MATERIALS PROVIDED:
########
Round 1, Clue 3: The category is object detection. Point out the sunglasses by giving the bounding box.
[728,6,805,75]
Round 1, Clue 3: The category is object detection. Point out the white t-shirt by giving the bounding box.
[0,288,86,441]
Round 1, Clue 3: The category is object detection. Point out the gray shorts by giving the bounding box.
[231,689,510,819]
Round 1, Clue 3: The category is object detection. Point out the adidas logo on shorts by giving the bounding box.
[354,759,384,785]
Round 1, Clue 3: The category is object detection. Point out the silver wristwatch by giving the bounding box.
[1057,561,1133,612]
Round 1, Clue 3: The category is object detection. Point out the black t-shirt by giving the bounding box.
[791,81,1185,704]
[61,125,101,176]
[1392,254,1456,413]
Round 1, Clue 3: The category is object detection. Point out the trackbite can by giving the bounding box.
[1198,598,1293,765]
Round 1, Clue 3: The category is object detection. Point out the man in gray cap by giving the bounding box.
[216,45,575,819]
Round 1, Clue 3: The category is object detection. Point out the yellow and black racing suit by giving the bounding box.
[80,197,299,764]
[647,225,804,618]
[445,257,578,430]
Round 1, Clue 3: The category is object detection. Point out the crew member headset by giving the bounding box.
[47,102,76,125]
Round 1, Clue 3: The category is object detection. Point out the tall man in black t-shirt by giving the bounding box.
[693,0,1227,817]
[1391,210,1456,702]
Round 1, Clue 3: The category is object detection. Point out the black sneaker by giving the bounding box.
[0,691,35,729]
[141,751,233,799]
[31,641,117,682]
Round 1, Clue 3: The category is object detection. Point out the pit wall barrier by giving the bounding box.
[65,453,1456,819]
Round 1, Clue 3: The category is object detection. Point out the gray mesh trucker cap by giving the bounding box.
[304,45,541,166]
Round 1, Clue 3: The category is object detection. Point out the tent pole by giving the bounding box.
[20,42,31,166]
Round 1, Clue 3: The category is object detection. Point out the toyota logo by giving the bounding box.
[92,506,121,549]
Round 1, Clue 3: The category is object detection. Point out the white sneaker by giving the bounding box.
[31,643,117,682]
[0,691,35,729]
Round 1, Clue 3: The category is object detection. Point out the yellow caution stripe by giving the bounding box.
########
REQUIRED TASK:
Copy the rows word for word, from the first row through the line that contains "[47,102,76,125]", including both ends.

PROBLEM SOLUTION:
Round 1, Clue 3: The category is object detection. Point out the sunglasses by giving the bounding box.
[728,6,805,75]
Round 1, Clue 3: The category is object detection. Point out the white t-shirt by giving the bounding box.
[0,288,86,441]
Round 1, Clue 3: The category is object detection. Point out the gray shorts by giving the bounding box.
[231,689,510,819]
Round 1, Clue 3: The category is object detection. Point out the adidas logo on shorts by giving the bounding box.
[354,759,384,785]
Round 1, Clue 3: The category is object detection. Point out the silver wristwatch by giving the bounding box.
[1057,561,1133,612]
Round 1, Clue 3: The category is object detection. Point out the black t-shirt by giving the bounding box.
[791,81,1185,704]
[61,125,101,176]
[1392,254,1456,413]
Round 1, Clue 3: The category is object detection. Point out the trackbite can by giving the bounding box.
[1198,598,1293,765]
Round 1, Clue 3: The category is object detection. Point out the man in gray cap by giving the bounding box.
[216,45,575,819]
Round 1, Clue 3: The category is object detection. Point out the yellow and black racing suit by giving the bounding box.
[80,197,299,764]
[647,225,804,618]
[445,257,578,430]
Round 1, Clue 3: The category is object detection. Point out the crew member headset by giving the bounding box.
[47,102,76,125]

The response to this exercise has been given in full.